(Beginning of MATERIAL FOR THIS TASK)
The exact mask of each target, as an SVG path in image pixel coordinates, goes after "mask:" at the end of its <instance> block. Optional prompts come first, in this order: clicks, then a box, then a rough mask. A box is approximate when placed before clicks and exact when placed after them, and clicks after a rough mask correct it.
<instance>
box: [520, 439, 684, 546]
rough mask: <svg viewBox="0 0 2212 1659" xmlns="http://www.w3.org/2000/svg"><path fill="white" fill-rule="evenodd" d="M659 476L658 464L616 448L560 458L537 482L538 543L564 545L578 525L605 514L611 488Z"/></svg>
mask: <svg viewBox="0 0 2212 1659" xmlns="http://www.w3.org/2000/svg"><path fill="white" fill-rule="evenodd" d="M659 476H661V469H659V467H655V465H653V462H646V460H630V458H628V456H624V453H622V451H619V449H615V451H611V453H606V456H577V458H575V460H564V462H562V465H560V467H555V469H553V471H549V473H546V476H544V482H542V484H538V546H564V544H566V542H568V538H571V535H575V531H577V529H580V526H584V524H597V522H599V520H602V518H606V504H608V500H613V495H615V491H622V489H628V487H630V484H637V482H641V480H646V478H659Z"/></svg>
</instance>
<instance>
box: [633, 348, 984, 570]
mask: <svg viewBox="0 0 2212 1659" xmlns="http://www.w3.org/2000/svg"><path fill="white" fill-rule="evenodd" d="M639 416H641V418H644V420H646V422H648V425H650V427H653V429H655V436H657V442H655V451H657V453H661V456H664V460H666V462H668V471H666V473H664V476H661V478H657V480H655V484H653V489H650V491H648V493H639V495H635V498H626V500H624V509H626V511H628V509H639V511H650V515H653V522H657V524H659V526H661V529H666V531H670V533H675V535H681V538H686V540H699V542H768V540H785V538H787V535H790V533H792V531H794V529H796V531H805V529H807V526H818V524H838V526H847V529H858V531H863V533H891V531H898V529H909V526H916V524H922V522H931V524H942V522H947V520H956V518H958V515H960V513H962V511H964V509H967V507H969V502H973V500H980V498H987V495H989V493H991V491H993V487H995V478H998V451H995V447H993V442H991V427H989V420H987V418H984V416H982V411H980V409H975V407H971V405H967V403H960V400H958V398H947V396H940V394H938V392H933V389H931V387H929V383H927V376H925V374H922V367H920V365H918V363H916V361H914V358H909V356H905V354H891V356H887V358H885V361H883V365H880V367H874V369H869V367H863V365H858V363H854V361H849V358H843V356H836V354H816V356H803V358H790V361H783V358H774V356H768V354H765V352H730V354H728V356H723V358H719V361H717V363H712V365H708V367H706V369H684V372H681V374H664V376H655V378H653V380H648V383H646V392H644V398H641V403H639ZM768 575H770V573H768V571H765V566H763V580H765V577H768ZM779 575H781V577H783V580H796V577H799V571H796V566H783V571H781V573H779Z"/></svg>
(End of MATERIAL FOR THIS TASK)
* REQUIRED WORK
Rewrite the entries with "rough mask" switched to "coarse mask" wherever it occurs, keeping every other character the same.

* RESPONSE FOR THIS EXERCISE
The exact mask of each target, as an SVG path in image pixel coordinates, goes after "mask:" at the end of its <instance> block. Optional prompts come first, in this order: clicks, then a box, then a coarse mask. A box is approximate when placed before clicks and exact when placed after them, and clicks after a coarse mask correct it.
<instance>
box: [520, 439, 684, 546]
coarse mask: <svg viewBox="0 0 2212 1659" xmlns="http://www.w3.org/2000/svg"><path fill="white" fill-rule="evenodd" d="M659 476L658 464L616 448L560 458L537 482L538 543L564 545L578 525L605 514L611 488Z"/></svg>
mask: <svg viewBox="0 0 2212 1659" xmlns="http://www.w3.org/2000/svg"><path fill="white" fill-rule="evenodd" d="M659 476H661V469H659V467H655V465H653V462H646V460H630V458H628V456H624V453H622V451H619V449H615V451H611V453H606V456H577V458H575V460H564V462H562V465H560V467H555V469H553V471H549V473H546V476H544V482H542V484H538V546H564V544H566V542H568V538H571V535H575V531H577V529H580V526H584V524H597V522H599V520H602V518H606V504H608V500H613V495H615V491H622V489H628V487H630V484H637V482H641V480H646V478H659Z"/></svg>
</instance>
<instance>
box: [633, 348, 984, 570]
mask: <svg viewBox="0 0 2212 1659" xmlns="http://www.w3.org/2000/svg"><path fill="white" fill-rule="evenodd" d="M639 416H641V418H644V420H646V422H648V425H650V427H653V429H655V436H657V442H655V451H657V453H661V456H664V460H666V462H668V471H666V473H664V476H661V478H657V480H655V484H653V489H650V491H648V493H639V495H635V498H626V500H624V509H626V511H628V509H639V511H650V515H653V522H657V524H659V526H661V529H666V531H670V533H675V535H681V538H686V540H699V542H768V540H785V538H787V535H790V533H792V531H794V529H796V531H805V529H807V526H818V524H838V526H847V529H858V531H863V533H891V531H898V529H909V526H916V524H922V522H931V524H942V522H947V520H956V518H958V515H960V513H962V511H964V509H967V507H969V502H973V500H980V498H987V495H989V493H991V491H993V487H995V478H998V451H995V447H993V442H991V427H989V420H987V418H984V416H982V411H980V409H975V407H971V405H967V403H960V400H958V398H947V396H940V394H938V392H933V389H931V387H929V383H927V376H925V374H922V367H920V365H918V363H916V361H914V358H909V356H905V354H891V356H887V358H885V361H883V365H880V367H874V369H869V367H863V365H858V363H854V361H849V358H843V356H836V354H816V356H803V358H790V361H783V358H774V356H768V354H765V352H730V354H728V356H723V358H719V361H717V363H712V365H708V367H706V369H684V372H681V374H664V376H655V378H653V380H648V383H646V392H644V398H641V403H639ZM768 575H770V573H768V571H765V566H763V580H765V577H768ZM779 575H781V577H783V580H796V577H799V571H796V566H783V571H781V573H779Z"/></svg>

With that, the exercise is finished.